- SET TASK 1
Pick out each line in the records that contains the string "long".
- SET TASK 2
Write the next part of the forum thread below about the raft pinned on the Jarbidge, starting from the point where it stops.

--- begin DOCUMENT PASSAGE ---

# Video of raft pinned on the Jarbidge?...



## Pine (Aug 15, 2017)

I think it was posted here a while back, but I can't find it. During a portage on the Jarbidge one of the boats gets pinned really badly.

Anyone have a link to the vid?


----------



## Nanko (Oct 20, 2020)

This?



__ https://www.facebook.com/video.php?v=1323837228418


----------



## Wallrat (Jan 19, 2021)

That was painful to watch...another fine WTF video!


----------



## Pine (Aug 15, 2017)

Nanko said:


> This?
> 
> 
> 
> __ https://www.facebook.com/video.php?v=1323837228418


Yep, that's the one. Thanks!


----------



## Jim Bob (May 19, 2020)

Wtf?


----------



## tBatt (May 18, 2020)

Is that Barker in his Chuck Taylors?


----------



## tetonadam (Apr 30, 2019)

There’s a pretty amazing backstory to the whole drama. They were camped the night before when a huge landslide blocked the river. Only one way out of that canyon. Down. Kudos to those guys for retrieving the gear, unpinning the boat, repairing it, and finishing the trip. Self sufficiency and rescue in a very remote situation at its finest.


----------



## tetonadam (Apr 30, 2019)

Wallrat said:


> That was painful to watch...another fine WTF video!


Painful for you. I guess you would have been calling for help while curled up on shore.


----------



## Big George Waters (Jul 2, 2021)

--- end DOCUMENT PASSAGE ---
--- begin EXTRACTED MATERIAL ---

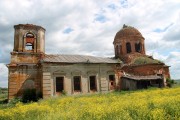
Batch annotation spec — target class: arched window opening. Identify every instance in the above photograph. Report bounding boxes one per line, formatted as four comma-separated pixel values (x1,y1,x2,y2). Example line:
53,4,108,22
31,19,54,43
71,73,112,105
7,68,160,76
25,33,35,50
126,42,131,53
116,45,120,55
135,43,141,52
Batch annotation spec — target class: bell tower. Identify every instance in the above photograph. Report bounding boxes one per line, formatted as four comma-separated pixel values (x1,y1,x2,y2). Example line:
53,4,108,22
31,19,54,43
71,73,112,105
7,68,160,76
13,24,45,53
7,24,45,99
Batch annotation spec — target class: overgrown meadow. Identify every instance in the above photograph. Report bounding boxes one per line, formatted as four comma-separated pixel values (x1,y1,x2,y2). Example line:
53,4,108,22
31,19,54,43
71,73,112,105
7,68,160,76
0,87,180,120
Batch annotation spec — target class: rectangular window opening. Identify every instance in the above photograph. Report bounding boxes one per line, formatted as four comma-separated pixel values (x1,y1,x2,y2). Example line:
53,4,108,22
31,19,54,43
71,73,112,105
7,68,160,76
89,76,97,91
109,75,116,90
56,77,64,92
74,76,81,92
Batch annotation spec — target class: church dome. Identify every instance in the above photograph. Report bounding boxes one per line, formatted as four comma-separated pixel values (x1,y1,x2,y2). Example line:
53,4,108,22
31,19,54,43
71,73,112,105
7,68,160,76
114,25,144,42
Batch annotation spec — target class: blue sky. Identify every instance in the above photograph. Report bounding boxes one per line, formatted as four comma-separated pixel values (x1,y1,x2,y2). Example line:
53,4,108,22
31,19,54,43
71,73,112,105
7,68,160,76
0,0,180,87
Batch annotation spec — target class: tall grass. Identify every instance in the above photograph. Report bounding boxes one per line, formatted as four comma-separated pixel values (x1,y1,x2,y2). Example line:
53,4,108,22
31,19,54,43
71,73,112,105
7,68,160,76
0,87,180,120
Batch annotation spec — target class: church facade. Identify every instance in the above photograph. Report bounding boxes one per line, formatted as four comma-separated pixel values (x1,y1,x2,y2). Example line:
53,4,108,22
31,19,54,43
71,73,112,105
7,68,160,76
7,24,170,99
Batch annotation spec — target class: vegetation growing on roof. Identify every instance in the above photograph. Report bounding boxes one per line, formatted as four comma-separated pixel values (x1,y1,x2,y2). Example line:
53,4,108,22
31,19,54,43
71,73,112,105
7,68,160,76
132,57,163,65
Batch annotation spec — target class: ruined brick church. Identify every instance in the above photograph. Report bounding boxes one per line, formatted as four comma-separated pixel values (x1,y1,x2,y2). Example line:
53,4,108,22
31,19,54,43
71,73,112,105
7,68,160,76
7,24,170,99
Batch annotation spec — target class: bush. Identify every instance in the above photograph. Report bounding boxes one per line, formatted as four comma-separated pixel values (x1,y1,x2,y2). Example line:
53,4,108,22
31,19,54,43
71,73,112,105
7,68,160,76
22,89,38,103
166,78,176,87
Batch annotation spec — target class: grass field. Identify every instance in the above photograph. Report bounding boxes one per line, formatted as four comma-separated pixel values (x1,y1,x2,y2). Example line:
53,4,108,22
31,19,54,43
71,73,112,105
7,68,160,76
0,87,180,120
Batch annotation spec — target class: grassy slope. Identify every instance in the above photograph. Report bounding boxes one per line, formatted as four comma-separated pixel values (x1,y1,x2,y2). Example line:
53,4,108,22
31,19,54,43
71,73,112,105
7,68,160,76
0,87,180,120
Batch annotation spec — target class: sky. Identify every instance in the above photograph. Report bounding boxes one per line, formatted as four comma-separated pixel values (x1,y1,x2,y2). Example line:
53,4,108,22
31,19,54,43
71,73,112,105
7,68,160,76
0,0,180,87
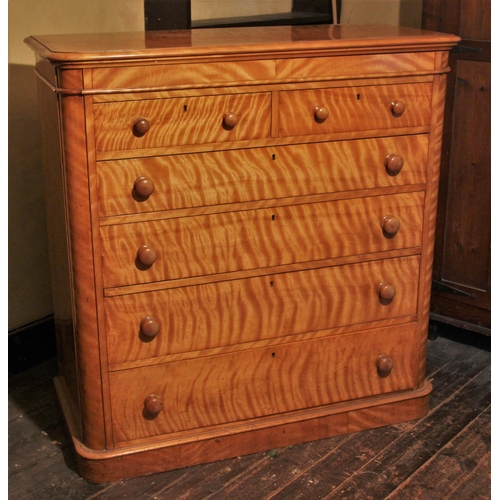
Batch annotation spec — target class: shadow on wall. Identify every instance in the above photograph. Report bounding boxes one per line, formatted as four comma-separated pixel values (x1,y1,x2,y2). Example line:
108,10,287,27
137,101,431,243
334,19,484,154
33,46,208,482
8,64,52,331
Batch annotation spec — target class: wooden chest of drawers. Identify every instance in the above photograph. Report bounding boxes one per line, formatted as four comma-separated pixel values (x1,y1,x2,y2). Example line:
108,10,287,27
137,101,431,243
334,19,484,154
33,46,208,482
26,26,458,482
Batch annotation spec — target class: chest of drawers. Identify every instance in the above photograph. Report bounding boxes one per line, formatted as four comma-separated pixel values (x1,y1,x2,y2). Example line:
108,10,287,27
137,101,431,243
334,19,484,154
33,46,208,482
26,26,458,482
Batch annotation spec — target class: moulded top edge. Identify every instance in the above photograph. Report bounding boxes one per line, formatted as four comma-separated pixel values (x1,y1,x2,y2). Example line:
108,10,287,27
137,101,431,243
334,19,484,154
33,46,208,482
25,25,460,63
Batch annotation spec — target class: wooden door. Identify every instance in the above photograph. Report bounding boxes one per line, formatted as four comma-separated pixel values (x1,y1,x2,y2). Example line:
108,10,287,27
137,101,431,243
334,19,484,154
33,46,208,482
422,0,491,334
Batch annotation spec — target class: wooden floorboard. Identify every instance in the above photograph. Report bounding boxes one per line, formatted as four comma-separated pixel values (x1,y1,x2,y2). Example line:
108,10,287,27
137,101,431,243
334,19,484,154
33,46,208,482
8,329,491,500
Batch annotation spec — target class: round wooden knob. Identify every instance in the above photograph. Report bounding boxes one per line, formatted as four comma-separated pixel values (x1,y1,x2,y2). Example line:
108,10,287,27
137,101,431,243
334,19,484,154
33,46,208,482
391,101,406,116
141,316,160,338
144,394,163,415
137,245,156,266
314,106,330,122
222,113,238,128
133,118,150,137
378,282,396,301
376,354,394,374
380,215,401,238
134,177,155,198
385,154,404,175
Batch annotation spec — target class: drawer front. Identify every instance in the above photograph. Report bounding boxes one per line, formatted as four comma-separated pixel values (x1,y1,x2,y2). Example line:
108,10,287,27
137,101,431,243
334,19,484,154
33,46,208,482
94,93,271,152
92,56,276,91
97,134,428,217
110,323,417,444
101,192,424,287
104,256,420,364
279,83,432,137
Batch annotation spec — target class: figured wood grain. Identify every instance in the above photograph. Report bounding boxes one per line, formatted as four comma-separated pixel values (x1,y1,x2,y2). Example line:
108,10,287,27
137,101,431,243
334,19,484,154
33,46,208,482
110,324,416,443
280,83,432,137
94,93,271,151
101,192,423,287
97,135,428,217
27,26,458,481
105,256,420,364
57,70,106,449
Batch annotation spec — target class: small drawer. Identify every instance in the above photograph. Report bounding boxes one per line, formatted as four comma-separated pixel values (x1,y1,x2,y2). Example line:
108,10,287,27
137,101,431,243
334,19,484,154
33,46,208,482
279,83,432,137
101,192,424,287
97,134,428,217
104,256,420,365
109,323,418,446
94,93,271,152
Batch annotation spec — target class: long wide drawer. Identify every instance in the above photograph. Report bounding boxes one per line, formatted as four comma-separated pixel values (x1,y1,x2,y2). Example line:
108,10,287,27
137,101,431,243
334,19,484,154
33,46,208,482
109,323,418,445
104,256,420,364
97,134,428,217
279,83,432,137
94,93,271,152
101,192,424,287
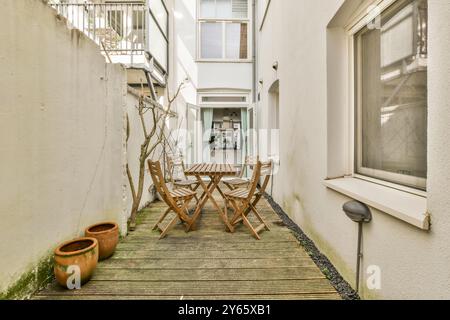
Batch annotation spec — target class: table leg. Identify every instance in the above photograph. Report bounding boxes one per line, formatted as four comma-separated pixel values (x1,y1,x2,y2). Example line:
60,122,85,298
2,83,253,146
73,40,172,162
188,176,234,232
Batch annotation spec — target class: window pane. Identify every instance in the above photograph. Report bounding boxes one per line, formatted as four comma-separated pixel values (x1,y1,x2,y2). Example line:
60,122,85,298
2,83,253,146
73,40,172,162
357,0,427,188
200,0,216,18
216,0,232,19
232,0,248,19
149,0,168,36
226,23,247,59
201,23,223,59
148,19,168,71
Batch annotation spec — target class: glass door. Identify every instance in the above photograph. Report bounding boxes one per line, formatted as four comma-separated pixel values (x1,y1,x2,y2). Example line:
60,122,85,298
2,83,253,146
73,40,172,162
243,104,258,156
186,103,202,164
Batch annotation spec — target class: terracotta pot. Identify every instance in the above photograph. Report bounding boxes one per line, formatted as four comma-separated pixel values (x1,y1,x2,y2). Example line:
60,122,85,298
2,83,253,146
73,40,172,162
85,222,119,260
54,238,98,288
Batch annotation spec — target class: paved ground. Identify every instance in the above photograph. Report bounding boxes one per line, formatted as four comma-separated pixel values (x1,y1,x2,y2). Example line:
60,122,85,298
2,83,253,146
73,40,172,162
34,195,340,300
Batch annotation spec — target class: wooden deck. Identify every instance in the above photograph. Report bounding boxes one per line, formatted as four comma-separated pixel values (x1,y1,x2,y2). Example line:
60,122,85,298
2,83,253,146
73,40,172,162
34,195,340,300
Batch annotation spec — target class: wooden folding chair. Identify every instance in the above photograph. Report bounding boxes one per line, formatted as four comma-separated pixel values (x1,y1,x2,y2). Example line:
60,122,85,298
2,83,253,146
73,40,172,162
223,156,259,190
225,161,272,240
167,155,200,203
148,160,196,239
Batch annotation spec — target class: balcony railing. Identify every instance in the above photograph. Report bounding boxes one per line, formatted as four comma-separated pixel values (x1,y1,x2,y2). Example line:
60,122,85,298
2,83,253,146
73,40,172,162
50,2,147,55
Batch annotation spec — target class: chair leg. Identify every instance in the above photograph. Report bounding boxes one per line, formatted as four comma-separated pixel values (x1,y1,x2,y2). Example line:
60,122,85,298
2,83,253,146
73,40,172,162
230,199,242,226
152,208,172,230
250,204,270,231
159,216,179,240
242,215,261,240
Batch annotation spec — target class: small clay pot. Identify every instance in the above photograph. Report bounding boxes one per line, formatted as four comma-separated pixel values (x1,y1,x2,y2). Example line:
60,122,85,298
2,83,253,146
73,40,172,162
53,238,98,288
85,222,119,260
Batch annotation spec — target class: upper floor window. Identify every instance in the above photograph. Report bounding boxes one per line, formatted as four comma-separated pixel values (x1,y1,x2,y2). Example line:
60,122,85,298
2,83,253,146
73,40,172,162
199,0,250,60
148,0,169,72
354,0,428,189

--- end EXTRACTED MATERIAL ---

- EXPECTED ANSWER 1
Batch annotation spec — target class: long wide drawer. Identify every instance in the above photograph. Report bounding boxes one per line, formatted as four comma-separated pixel values (x1,y1,x2,y2). Example line:

- EXPECTED ANSWER 2
I have to agree with tetonadam, I was kind of preparing myself for a "oh boy here we go..." type thing, and what I ended up seeing was exactly what tetonadam stated in the first comment made recently made.

I will confess that at first I was curled up on my couch somewhat in fear for these folks, but very quickly I got the impression they knew exactly what they were doing and would be alright.

I will also confess that had I been there, I probably would have been terrified and making deals with God.

When I see videos like this, I realize how much it is to not only know what you are doing, but also be in good physical shape and be able to remain calm and focused.

Would love to hear more about how that trip went.


----------



## BenSlaughter (Jun 16, 2017)

tetonadam said:


> There’s a pretty amazing backstory to the whole drama. They were camped the night before when a huge landslide blocked the river. Only one way out of that canyon. Down. Kudos to those guys for retrieving the gear, unpinning the boat, repairing it, and finishing the trip. Self sufficiency and rescue in a very remote situation at its finest.



Is there somewhere we can go to read up on this backstory??
Sounds like a great adventure!


----------



## Will Amette (Jan 28, 2017)

I was in a group of self-support kayaks and canoes camped just below at Cougar Canyon when this happened. We had an unplanned layover day because of all the rain.

One of our people was up early, and he reported that the river "went away." When it came back it was running black. We knew there was a new dam, but didn't know if it would fail catastrophically or not. Obviously we were nervous. A friend and I hiked up high in part to just enjoy the view and in part not to be on the beach. I remember seeing a frame parked across the river. Must have a story there, and they must have taken out the rubber and planned to come back and get the frame another time.

Late in the day Barker came along. They were probably looking to get our camp, but we were there. They camped across the river. We heard their story. Ran one boat, lined one boat, portaged one boat... lost one floor.

Ours was the last group to see Sevy Falls.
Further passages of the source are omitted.